_Instructions to follow_: Using the excerpt on world models for autonomous-vehicle development, list every difference it names as a reason that models trained in simulation fail on real sensor data.

_Excerpted passage_:
Long-tail augmentation: Cosmos-Drive-Dreams specifically targets the long-tail distribution problem, generating rare edge cases (near-collisions, unusual road geometries, adverse weather) to augment training data. This demonstrably improves downstream 3D detection and lane detection performance.
Multi-view consistency: GAIA-2, DriveDreamer-2, and HoloDrive generate spatiotemporally consistent multi-camera outputs, critical for training surround-view perception systems.
Multi-modal synthesis: HoloDrive and MUVO generate aligned camera + LiDAR data, enabling joint sensor training without additional real-world collection.
Quantitative impact: DriveDreamer-2 achieves FID=11.2 and FVD=55.7 (30--50% improvements), and generated data demonstrably improves 3D detection and tracking performance.
3.2 Sim-to-Real Transfer
The persistent challenge in simulation-based AV development is the sim-to-real gap: models trained in simulation often fail when deployed on real sensor data due to differences in visual fidelity, sensor noise, physics, and scenario diversity.
World models attack this gap from multiple angles:
Learned neural rendering (UniSim): By reconstructing scenes from real sensor data rather than from artist-authored 3D assets, UniSim achieves sensor simulation with a "small domain gap on downstream tasks." This enables testing AV systems on modified real-world scenarios without the traditional simulation fidelity penalty.
Real-data-grounded generation: Unlike traditional simulators (CARLA, SUMO) that synthesize from scratch, models like DriveDreamer are trained on real-world data (nuScenes, proprietary fleets), inheriting realistic visual statistics, sensor noise patterns, and behavioral distributions.
Foundation model transfer: NVIDIA Cosmos provides a general-purpose pre-trained world model that can be fine-tuned for specific domains, leveraging 20 million hours of diverse real-world video to bootstrap sim-to-real transfer for specialized applications.
3.3 Planning via Imagination (Model Predictive Control in Latent Space)

_Information shown_:
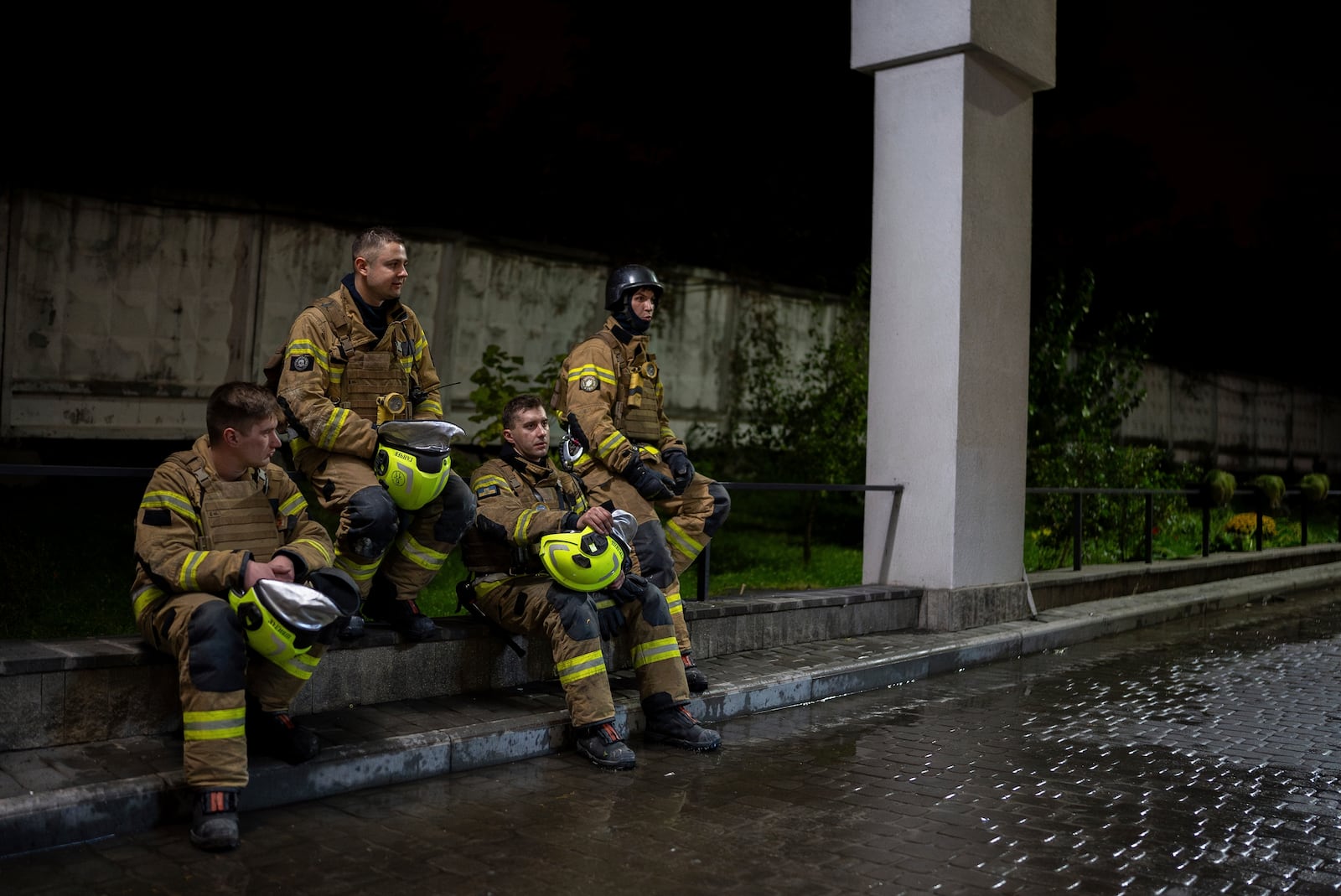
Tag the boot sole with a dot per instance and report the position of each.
(605, 764)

_Result for this task_:
- Visual fidelity
- Sensor noise
- Physics
- Scenario diversity